Saber que não se escreve para o outro, saber que isto que vou escrever não me fará nunca ser amado por quem amo, saber que a escrita nada compensa, nada sublima, que está precisamente aí onde tu não estás - é o começo da escrita.
(Roland Barthes - Fragmentos de um Discurso Amoroso - trad. de Isabel Pascoal ; edições 70)
8.3.09
Olha.
Hoje de manhã vi um campo muito verde.
Tinha meruges juntinhas, assim ao meu lado esquerdo,
e as margaridas já erguiam o sol.
Escuta.
Vi um verdelhão. Tinha bocados do campo e do sol das flores.
E um melro. Vi-o por causa das cores.
E o sol estava no campo. Por causa da música.
Pensei assim:
o sol cresce dentro das coisas
para que a morte venha viçosa
iremos ao mesmo sítio
pelas cores e pela música
levamos a luz nossa sombra
e fazemos assobios de melro maroto
somos meninos
ainda não vale morrer.
28.2.09
O rio que corre à frente da minha casa é alegre.
A gente da minha rua diz que o rio é alegre
E eu digo com eles "o rio é alegre".
Há quem murmure fórmulas.
Outros cumprem deveres bizarros.
Vencido, o mundo jaz aos seus pés.
Mas a gente da minha rua não vê as coisas assim.
Olha, diz, o rio é alegre,
E eu, é verdade, digo com eles "o rio é alegre".
Quão lento, quão lento é o tempo!
Coisa que não pára de me causar espanto.
Entretanto, o rio corre,
O rio corre, sem perguntas
E sem as grandes ideias da rua.
Nem recordação nem ilusão provocam qualquer mudança no correr do rio.
E, ora, se uma vez ou outra por ventura não correr assim,
Que lhe seja perdoado.
(Arjen Duinker, A canção sublime de um talvez; Selecção e tradução de Arie Pos - teorema)
26.2.09
20.2.09
12.2.09
(…)
Só a beleza não é um meio para outra coisa. Só ela é boa em si mesma, mas sem que nela encontremos qualquer bem. Parece ser ela mesma uma promessa e não um bem. Mas nada oferece senão ela própria, não oferece nunca outra coisa.
(Simone Weil – Espera de Deus- Trad. de Manuel Maria Barreiros. Assírio e Alvim)
6.2.09
(…)
Abre sempre que quer, e fora de estação.
(Paul Celan; trad.: João Barrento)
Morrer em casa com a mesma calma com que partíamos o pão e o púnhamos na mesa.
Os filhos à volta e o cheirinho bom de quando lhes dávamos banho e nos sentávamos à ceia.
Boas lembranças para deixar e irmos adormecendo.
E os dois ou três amigos, que gostam de nós, a dizerem-nos até já,
para que a morte não venha fora de estação.
16.1.09
Preciso saber as que esqueci. E pegá-las como o mágico ao lencinho: dobra, esconde, mostra, e, dos dedos, o pano branco faz-se pássaro, papéis de brilho.
As palavras esquecidas imagino-as em carruagens paradas nos montes e foram as das minhas viagens.
Quero-as e aos desenhos que fizemos.
Vou encontrá-las e seremos pássaros brilhantes a voar para onde vai o vento.

- [Linhas dadas]:
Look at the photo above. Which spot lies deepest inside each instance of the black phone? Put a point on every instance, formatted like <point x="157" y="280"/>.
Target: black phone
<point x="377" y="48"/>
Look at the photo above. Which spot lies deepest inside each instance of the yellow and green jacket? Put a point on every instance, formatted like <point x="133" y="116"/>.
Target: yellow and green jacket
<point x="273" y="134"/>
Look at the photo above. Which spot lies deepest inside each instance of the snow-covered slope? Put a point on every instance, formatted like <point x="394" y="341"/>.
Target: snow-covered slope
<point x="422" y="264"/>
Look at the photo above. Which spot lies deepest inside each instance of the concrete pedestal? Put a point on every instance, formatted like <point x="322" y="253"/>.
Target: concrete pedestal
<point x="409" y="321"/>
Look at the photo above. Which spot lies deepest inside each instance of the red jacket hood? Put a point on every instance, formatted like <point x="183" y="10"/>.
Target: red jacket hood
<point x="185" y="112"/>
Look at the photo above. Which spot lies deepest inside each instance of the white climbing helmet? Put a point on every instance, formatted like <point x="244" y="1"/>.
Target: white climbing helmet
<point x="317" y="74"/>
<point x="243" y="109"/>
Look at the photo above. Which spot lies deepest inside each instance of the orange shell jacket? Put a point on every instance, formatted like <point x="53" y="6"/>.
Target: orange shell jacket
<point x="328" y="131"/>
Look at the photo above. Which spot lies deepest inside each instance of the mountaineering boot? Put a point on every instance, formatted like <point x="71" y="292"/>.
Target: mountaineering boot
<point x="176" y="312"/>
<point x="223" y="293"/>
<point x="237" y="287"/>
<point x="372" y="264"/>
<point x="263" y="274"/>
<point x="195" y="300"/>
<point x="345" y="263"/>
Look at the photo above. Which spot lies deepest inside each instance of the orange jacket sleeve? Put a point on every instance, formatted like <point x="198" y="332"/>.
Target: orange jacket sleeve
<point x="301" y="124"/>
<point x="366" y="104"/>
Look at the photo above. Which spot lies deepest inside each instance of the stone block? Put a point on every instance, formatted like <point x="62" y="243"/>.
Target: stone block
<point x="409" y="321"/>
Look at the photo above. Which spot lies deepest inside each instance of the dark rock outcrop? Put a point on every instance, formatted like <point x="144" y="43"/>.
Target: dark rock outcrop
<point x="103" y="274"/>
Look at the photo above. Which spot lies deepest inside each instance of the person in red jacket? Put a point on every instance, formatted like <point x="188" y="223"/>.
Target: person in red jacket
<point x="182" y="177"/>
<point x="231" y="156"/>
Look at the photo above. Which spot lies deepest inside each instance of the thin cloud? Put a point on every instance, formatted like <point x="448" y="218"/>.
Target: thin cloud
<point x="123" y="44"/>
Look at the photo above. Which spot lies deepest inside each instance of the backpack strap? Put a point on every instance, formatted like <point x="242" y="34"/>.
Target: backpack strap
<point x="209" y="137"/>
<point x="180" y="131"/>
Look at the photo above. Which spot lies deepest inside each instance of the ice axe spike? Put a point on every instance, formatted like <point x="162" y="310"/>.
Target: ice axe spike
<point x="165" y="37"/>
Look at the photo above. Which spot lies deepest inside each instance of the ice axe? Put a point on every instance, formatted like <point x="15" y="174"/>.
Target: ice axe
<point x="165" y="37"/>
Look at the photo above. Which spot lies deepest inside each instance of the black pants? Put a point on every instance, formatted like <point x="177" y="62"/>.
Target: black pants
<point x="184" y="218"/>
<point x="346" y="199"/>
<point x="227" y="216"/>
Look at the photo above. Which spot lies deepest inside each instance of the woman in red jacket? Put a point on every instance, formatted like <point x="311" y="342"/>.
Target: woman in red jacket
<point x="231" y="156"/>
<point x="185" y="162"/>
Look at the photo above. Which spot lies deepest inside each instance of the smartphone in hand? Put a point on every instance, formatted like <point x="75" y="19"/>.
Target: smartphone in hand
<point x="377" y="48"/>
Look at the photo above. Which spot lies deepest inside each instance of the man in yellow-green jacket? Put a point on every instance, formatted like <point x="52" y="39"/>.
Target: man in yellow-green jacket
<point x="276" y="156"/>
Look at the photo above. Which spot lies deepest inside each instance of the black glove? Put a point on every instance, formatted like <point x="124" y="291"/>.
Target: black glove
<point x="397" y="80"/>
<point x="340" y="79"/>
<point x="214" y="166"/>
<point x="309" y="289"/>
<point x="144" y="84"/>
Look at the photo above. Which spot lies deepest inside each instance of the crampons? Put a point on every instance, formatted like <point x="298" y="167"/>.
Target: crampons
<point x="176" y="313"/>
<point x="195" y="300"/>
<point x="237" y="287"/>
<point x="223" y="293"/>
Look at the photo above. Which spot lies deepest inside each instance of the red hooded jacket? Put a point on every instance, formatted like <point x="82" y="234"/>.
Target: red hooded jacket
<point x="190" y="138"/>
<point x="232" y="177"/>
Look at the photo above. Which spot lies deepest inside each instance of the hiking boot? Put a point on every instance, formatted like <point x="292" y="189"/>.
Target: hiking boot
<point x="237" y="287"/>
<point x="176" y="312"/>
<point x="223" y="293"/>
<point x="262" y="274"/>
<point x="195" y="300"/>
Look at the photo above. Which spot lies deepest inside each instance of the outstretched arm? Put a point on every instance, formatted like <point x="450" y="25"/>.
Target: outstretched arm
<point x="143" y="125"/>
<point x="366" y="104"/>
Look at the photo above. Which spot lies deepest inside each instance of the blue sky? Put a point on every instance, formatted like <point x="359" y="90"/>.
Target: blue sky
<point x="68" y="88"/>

- [O que fazer]: Transcreva do texto da página, sem mudar nada, tudo desde "Só a beleza" até "papéis de brilho.".

- [Resultado da tarefa]:
Só a beleza não é um meio para outra coisa. Só ela é boa em si mesma, mas sem que nela encontremos qualquer bem. Parece ser ela mesma uma promessa e não um bem. Mas nada oferece senão ela própria, não oferece nunca outra coisa.
(Simone Weil – Espera de Deus- Trad. de Manuel Maria Barreiros. Assírio e Alvim)
6.2.09
(…)
Abre sempre que quer, e fora de estação.
(Paul Celan; trad.: João Barrento)
Morrer em casa com a mesma calma com que partíamos o pão e o púnhamos na mesa.
Os filhos à volta e o cheirinho bom de quando lhes dávamos banho e nos sentávamos à ceia.
Boas lembranças para deixar e irmos adormecendo.
E os dois ou três amigos, que gostam de nós, a dizerem-nos até já,
para que a morte não venha fora de estação.
16.1.09
Preciso saber as que esqueci. E pegá-las como o mágico ao lencinho: dobra, esconde, mostra, e, dos dedos, o pano branco faz-se pássaro, papéis de brilho.